Task objective
Restate all the data word for word and omit the pictures.

Records to use
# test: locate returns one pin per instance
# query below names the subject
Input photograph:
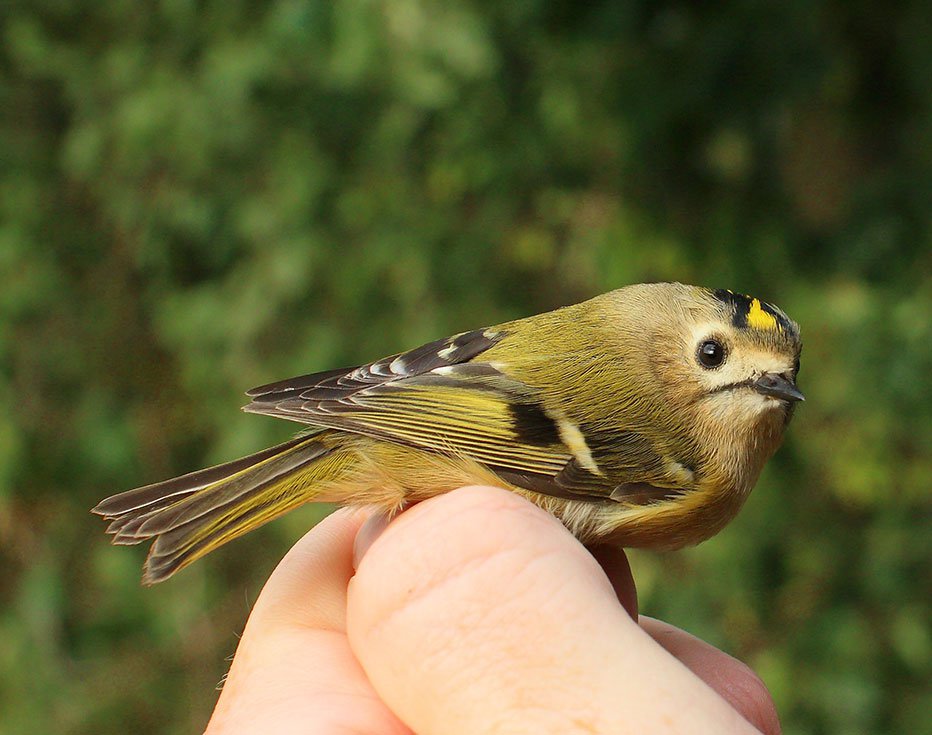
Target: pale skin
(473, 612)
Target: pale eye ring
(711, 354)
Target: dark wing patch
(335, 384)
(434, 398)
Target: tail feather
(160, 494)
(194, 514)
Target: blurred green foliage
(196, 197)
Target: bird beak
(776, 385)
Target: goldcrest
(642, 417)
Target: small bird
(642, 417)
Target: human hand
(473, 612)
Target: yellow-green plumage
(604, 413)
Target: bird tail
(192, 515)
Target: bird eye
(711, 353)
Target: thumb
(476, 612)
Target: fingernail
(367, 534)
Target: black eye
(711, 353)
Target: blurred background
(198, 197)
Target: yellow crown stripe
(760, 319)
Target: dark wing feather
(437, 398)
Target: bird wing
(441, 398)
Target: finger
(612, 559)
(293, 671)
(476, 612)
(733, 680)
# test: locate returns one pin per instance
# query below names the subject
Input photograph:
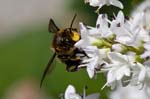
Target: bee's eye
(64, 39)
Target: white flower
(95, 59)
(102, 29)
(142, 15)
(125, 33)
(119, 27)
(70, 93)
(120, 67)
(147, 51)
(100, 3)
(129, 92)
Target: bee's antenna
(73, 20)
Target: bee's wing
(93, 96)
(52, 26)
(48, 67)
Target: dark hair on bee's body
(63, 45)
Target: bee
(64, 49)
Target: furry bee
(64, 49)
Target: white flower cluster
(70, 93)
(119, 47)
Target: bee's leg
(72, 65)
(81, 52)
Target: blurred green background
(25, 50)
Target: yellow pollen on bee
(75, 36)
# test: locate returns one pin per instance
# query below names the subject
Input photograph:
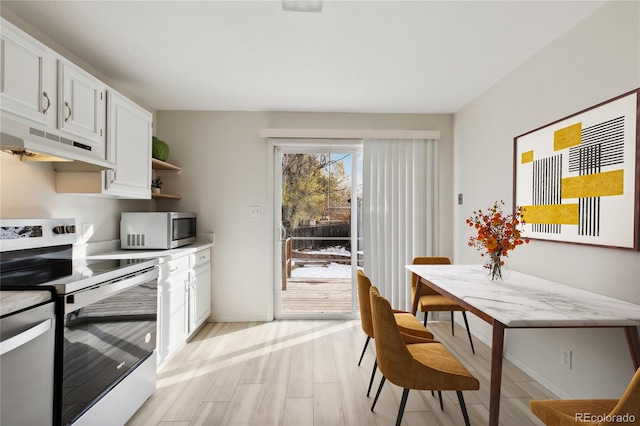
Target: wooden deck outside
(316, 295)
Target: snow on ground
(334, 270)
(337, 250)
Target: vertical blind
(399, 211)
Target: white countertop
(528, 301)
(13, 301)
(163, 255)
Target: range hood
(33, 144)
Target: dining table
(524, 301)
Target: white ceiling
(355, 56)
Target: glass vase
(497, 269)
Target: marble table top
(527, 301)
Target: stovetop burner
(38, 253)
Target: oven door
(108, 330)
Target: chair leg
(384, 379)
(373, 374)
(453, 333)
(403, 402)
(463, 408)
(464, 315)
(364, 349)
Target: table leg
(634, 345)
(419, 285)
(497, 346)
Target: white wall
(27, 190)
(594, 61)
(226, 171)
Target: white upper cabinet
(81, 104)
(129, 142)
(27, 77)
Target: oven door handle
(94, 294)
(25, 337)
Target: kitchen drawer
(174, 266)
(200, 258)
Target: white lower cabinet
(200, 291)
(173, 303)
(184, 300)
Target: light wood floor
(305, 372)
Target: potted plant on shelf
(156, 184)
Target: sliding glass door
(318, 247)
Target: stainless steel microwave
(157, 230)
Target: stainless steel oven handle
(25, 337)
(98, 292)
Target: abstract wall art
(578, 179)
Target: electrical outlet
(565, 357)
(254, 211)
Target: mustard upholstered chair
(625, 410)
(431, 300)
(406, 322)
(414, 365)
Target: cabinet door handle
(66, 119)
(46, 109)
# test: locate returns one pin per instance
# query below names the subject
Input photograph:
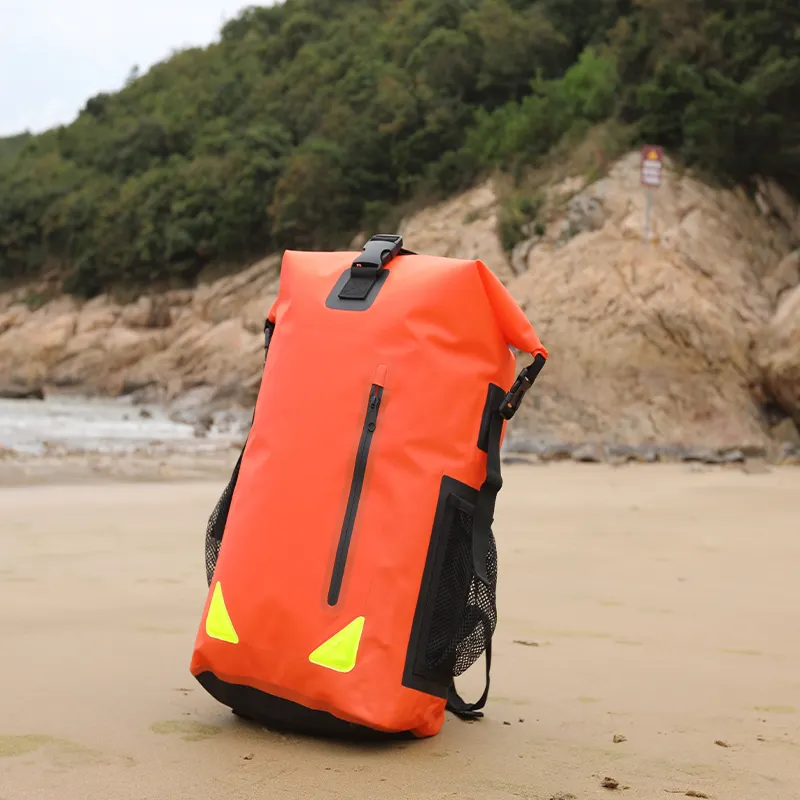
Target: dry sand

Response below
# test: locate returns one pin per instance
# query below names the subject
Input photograph:
Target: pale skin
(473, 612)
Target: pale eye ring
(711, 354)
Target: dark wing patch
(335, 384)
(434, 398)
Target: tail feather
(160, 494)
(194, 514)
Target: blurred green foliage
(196, 197)
Target: bird beak
(776, 385)
Target: goldcrest
(642, 417)
Target: small bird
(642, 417)
Target: human hand
(473, 612)
Target: yellow-green plumage
(604, 413)
Target: bird tail
(192, 515)
Target: bird eye
(711, 353)
Target: thumb
(476, 612)
Target: fingernail
(367, 534)
Target: black eye
(711, 353)
Target: blurred background
(198, 197)
Target: yellow crown stripe
(760, 319)
Target: dark wing feather
(437, 398)
Target: bird wing
(441, 398)
Target: finger
(612, 559)
(293, 671)
(476, 612)
(733, 680)
# test: locate returns one pin per instance
# query below names the subject
Input photograph:
Target: bee's eye
(64, 39)
Target: white flower
(95, 59)
(102, 29)
(142, 15)
(125, 33)
(119, 27)
(70, 93)
(120, 67)
(147, 51)
(100, 3)
(129, 92)
Target: bee's antenna
(73, 20)
Target: bee's wing
(93, 96)
(52, 26)
(48, 67)
Target: dark hair on bee's body
(63, 45)
Target: bee
(64, 49)
Target: furry bee
(64, 49)
Target: white flower cluster
(70, 93)
(119, 47)
Target: bee's leg
(72, 65)
(81, 52)
Target: blurred green background
(25, 50)
Target: yellow pollen on bee
(75, 36)
# test: locate returns one pin per instance
# query below names the subject
Input photograph:
Target: wooden deck outside
(316, 295)
Target: snow on ground
(334, 270)
(337, 250)
Target: vertical blind
(399, 211)
Target: white countertop
(528, 301)
(13, 301)
(163, 255)
Target: range hood
(33, 144)
Target: dining table
(524, 301)
Target: white ceiling
(355, 56)
Target: glass vase
(497, 269)
Target: marble table top
(527, 301)
Target: stovetop burner
(38, 253)
Target: oven door
(108, 330)
Target: chair leg
(384, 379)
(373, 374)
(453, 333)
(403, 402)
(463, 408)
(464, 315)
(364, 349)
Target: table leg
(634, 345)
(419, 285)
(497, 346)
Target: white wall
(27, 190)
(594, 61)
(226, 171)
Target: white upper cabinet
(81, 104)
(129, 142)
(27, 77)
Target: oven door handle
(94, 294)
(25, 337)
Target: kitchen drawer
(174, 266)
(200, 258)
Target: white lower cabinet
(200, 291)
(173, 303)
(184, 300)
Target: light wood floor
(305, 372)
Target: potted plant on shelf
(156, 184)
Target: sliding glass door
(318, 247)
Target: stainless steel microwave
(157, 230)
Target: stainless steel oven handle
(25, 337)
(98, 292)
Target: abstract wall art
(578, 179)
Target: electrical outlet
(565, 357)
(254, 211)
Target: mustard upholstered chair
(625, 410)
(431, 300)
(406, 322)
(414, 365)
Target: cabinet door handle
(66, 119)
(46, 109)
# test: locate returns one pin per instance
# query below names the subject
Input photograph:
Target: dry sand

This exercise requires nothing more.